=== Provided information ===
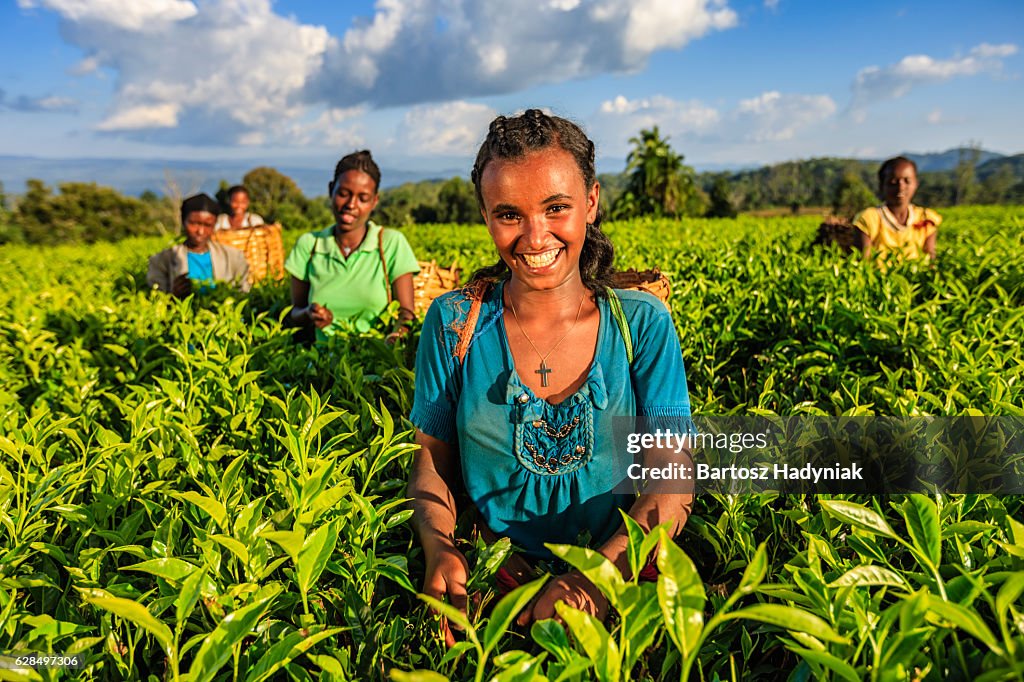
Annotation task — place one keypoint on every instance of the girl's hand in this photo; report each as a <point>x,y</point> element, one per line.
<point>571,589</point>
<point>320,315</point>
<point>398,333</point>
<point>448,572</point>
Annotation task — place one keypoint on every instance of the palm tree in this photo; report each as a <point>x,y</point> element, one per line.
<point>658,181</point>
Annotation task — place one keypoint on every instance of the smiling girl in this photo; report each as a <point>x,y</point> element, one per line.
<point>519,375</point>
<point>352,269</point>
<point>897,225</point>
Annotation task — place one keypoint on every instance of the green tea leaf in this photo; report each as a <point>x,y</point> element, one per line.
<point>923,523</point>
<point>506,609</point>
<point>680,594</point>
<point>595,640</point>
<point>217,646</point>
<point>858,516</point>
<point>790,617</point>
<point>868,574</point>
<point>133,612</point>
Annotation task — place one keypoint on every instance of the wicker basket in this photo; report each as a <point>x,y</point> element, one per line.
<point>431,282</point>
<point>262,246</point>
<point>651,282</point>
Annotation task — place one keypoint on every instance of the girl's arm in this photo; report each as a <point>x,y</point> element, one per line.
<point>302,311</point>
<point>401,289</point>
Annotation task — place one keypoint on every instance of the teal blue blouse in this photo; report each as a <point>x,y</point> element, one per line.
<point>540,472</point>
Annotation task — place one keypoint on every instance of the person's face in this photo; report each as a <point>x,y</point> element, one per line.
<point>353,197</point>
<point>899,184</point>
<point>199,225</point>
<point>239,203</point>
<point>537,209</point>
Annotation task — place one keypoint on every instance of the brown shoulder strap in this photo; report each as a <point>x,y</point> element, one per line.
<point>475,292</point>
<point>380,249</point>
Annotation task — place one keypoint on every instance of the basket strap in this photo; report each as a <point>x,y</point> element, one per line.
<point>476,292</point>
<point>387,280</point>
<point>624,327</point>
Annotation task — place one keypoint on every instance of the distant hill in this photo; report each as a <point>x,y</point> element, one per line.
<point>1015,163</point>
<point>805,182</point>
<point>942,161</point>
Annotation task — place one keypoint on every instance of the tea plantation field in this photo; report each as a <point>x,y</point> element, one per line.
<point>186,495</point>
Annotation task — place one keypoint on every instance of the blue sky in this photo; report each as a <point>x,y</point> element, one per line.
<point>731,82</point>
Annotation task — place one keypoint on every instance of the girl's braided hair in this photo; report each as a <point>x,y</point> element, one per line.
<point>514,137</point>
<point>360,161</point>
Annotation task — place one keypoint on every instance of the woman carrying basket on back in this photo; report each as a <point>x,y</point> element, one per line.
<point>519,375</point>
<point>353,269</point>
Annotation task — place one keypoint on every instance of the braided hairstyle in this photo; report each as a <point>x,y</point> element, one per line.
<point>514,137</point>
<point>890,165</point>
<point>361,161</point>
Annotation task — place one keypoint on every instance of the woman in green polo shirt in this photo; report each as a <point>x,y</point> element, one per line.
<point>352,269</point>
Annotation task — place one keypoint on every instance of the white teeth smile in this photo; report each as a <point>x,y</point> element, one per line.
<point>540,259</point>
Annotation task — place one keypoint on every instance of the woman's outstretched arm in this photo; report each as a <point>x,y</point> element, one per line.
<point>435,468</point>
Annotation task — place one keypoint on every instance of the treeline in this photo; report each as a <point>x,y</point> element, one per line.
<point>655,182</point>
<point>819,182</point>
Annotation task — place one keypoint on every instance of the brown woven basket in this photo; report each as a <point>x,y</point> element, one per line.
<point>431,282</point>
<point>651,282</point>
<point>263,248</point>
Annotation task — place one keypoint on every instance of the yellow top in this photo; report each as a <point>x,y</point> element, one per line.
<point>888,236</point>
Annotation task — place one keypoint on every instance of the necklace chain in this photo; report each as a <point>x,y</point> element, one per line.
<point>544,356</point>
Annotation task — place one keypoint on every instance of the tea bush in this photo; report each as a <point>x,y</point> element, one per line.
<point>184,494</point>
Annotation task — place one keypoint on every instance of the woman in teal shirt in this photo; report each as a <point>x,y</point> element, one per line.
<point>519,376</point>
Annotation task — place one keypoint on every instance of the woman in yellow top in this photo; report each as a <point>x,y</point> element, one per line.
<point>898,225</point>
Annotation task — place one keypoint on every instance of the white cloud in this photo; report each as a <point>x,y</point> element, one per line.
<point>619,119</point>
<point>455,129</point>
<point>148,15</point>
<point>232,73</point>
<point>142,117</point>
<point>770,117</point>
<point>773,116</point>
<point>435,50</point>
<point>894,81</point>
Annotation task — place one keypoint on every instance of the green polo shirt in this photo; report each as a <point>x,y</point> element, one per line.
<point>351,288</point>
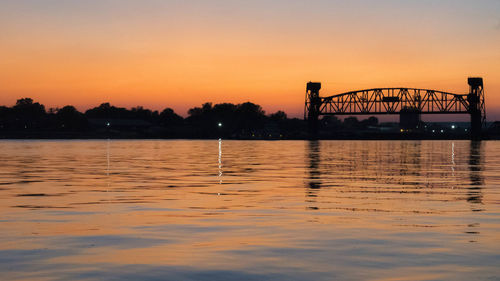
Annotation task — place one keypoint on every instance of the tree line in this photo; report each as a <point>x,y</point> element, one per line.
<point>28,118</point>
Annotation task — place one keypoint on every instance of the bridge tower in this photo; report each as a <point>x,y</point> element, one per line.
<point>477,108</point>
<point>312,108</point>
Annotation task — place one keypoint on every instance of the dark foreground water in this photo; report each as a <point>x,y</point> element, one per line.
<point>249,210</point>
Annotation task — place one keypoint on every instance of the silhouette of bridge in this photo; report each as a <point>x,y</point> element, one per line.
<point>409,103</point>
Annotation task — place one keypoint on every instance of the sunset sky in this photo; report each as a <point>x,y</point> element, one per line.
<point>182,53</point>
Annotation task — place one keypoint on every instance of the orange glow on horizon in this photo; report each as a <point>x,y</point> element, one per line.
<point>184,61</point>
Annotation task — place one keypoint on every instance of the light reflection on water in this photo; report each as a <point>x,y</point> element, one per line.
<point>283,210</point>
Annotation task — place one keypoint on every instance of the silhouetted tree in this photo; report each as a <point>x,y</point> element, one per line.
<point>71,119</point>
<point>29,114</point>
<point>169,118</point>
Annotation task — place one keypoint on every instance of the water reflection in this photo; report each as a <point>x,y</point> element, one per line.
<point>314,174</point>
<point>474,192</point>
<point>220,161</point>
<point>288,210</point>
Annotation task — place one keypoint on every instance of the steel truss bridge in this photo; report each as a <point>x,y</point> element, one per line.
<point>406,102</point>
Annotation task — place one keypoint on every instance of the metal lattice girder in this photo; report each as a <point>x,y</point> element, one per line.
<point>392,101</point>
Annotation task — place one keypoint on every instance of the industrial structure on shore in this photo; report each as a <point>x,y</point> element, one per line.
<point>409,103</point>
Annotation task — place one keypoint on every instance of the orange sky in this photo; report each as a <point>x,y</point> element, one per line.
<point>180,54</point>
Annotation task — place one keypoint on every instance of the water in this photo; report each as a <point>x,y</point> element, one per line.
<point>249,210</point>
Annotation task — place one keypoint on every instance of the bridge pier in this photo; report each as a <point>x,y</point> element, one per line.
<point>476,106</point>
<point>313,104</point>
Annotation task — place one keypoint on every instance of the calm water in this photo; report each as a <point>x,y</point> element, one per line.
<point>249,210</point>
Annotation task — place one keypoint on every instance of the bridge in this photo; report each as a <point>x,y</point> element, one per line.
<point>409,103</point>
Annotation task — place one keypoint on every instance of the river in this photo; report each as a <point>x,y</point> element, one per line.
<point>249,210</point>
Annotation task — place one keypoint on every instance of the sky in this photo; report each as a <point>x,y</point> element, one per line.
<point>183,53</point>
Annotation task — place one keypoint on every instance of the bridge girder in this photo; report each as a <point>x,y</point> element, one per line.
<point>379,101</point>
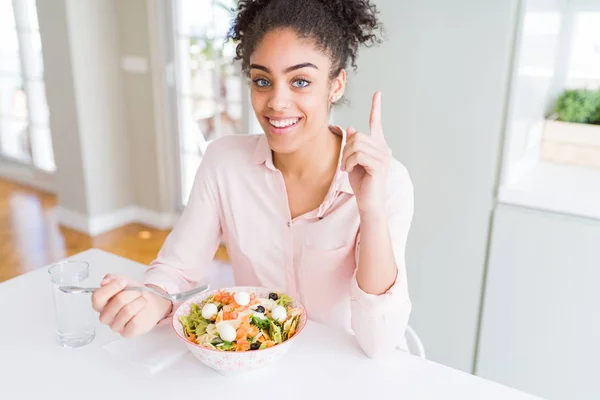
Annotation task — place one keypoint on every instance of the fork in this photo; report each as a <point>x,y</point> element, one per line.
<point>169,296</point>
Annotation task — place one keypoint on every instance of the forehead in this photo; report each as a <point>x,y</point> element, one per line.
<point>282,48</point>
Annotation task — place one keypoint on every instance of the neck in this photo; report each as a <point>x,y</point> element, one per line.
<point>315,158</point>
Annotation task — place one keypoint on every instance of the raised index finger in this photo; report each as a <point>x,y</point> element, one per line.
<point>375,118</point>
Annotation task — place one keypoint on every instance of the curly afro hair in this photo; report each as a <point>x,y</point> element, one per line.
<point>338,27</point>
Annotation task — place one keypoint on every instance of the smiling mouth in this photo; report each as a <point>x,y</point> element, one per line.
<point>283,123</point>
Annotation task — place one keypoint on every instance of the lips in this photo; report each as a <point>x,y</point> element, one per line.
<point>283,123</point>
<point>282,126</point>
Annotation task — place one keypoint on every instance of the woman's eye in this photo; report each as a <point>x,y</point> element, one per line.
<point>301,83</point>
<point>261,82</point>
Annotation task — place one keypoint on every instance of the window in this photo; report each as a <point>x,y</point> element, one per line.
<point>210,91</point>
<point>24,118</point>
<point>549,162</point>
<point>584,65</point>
===
**Exercise task**
Reproduce exactly, and only, the lines from the one containing "of the river" through the last line of the records above, both included, leaving out any pictures.

**Result for this exercise**
Annotation task — place one keypoint on every instance of the river in this photo; report each as a <point>x,y</point> element, one per line.
<point>249,210</point>
Annotation task — place one keypoint on every instance of the sky in this photo; report each as a <point>x,y</point> element, one per line.
<point>183,53</point>
Annotation task — place one keypoint on every instance of the bridge girder in this photo; report each as a <point>x,y</point> element, one per line.
<point>379,101</point>
Annotation task — place one keypoint on every instance of the fork in this photo; report each as a <point>x,y</point> element, one per line.
<point>169,296</point>
Annotation task — place one keypoint on every instance of the forehead in this photo; report each as a <point>x,y</point> element, one per line.
<point>282,48</point>
Annotation task — place one keypoint on every instance of the neck in this photo; report each as a <point>x,y</point> element, one per line.
<point>315,158</point>
Annotation task — place one keypoint on every instance of the raised index finger in this photo; report each as a <point>x,y</point> element, one per line.
<point>375,118</point>
Annotation task — place one keypoint on every instance of the curly afro hair in this photo; report each as a <point>x,y</point> element, one per line.
<point>338,27</point>
Annotation task — place one keypoint on every instance of the smiling mouth in this photo; report each as a <point>x,y</point> element, one per line.
<point>283,123</point>
Annotation task — place one keypoint on every instance of the lips in this photo; report each as a <point>x,y</point> element, one per line.
<point>283,123</point>
<point>282,126</point>
Annotation task — place one keypoint on every instance of the woman's eye in this photo; report each as a <point>x,y</point> element, one per line.
<point>301,83</point>
<point>261,82</point>
Annotation task — place one keypoint on every instance of the window in this photo; report each as a <point>x,y</point> element, one per line.
<point>210,91</point>
<point>24,118</point>
<point>549,162</point>
<point>584,65</point>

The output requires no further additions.